> [GOAL]
Please list each line of the material below that contains the word "wooden".

Object location labeling entries:
--------------------

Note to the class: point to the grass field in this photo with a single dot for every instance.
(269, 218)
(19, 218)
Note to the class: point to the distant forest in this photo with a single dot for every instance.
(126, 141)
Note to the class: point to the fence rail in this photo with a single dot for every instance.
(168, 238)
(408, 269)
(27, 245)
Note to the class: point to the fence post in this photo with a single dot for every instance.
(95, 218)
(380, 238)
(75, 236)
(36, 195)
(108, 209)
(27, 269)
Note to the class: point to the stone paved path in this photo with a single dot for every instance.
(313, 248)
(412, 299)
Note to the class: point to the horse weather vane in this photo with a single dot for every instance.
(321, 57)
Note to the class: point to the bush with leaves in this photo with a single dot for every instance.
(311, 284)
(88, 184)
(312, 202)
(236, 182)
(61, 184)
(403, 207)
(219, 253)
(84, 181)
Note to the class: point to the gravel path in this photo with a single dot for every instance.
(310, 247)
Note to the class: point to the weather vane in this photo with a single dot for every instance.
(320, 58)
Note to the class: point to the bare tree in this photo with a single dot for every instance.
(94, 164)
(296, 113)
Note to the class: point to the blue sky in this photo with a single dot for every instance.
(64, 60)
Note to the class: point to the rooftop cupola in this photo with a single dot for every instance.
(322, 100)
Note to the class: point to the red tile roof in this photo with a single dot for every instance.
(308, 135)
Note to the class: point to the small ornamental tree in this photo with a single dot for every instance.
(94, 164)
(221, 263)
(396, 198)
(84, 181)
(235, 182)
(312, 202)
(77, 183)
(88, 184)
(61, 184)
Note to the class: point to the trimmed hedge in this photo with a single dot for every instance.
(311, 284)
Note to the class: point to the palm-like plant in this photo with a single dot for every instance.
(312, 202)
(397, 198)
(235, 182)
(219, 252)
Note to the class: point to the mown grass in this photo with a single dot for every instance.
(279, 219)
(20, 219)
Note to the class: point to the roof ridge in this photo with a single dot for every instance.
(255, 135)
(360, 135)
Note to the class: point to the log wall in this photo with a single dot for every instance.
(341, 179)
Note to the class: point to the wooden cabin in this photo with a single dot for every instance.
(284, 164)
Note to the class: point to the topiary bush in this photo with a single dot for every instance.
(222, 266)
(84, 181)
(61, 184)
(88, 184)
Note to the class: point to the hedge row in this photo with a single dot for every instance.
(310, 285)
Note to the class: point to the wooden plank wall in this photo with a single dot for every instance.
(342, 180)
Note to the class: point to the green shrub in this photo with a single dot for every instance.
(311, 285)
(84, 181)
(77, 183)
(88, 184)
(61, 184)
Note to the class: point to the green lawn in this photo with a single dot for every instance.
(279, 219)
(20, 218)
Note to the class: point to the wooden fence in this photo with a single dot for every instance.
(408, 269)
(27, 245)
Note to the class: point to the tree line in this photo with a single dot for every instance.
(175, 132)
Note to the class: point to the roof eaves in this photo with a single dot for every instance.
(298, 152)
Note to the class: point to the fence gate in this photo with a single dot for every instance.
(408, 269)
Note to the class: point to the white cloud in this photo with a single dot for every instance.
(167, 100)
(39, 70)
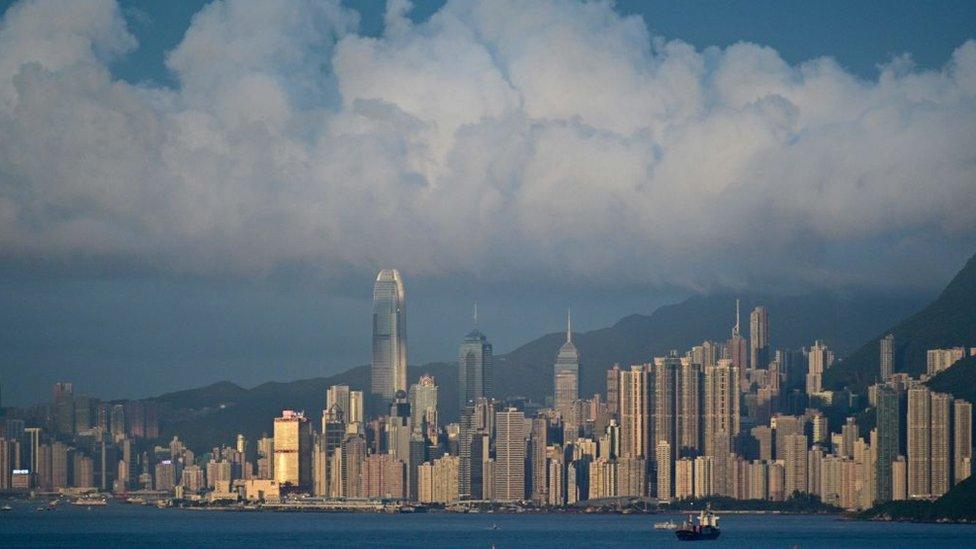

--------------------

> [SOLVED PROBLEM]
Note to the class: point to the wooden cabin in this photo with a single dot for every instance.
Note to the class: point to the wooden plank wall in this photo with a single dot for every instance.
Note to the class: point to the wooden fence in this photo with a single dot for every instance.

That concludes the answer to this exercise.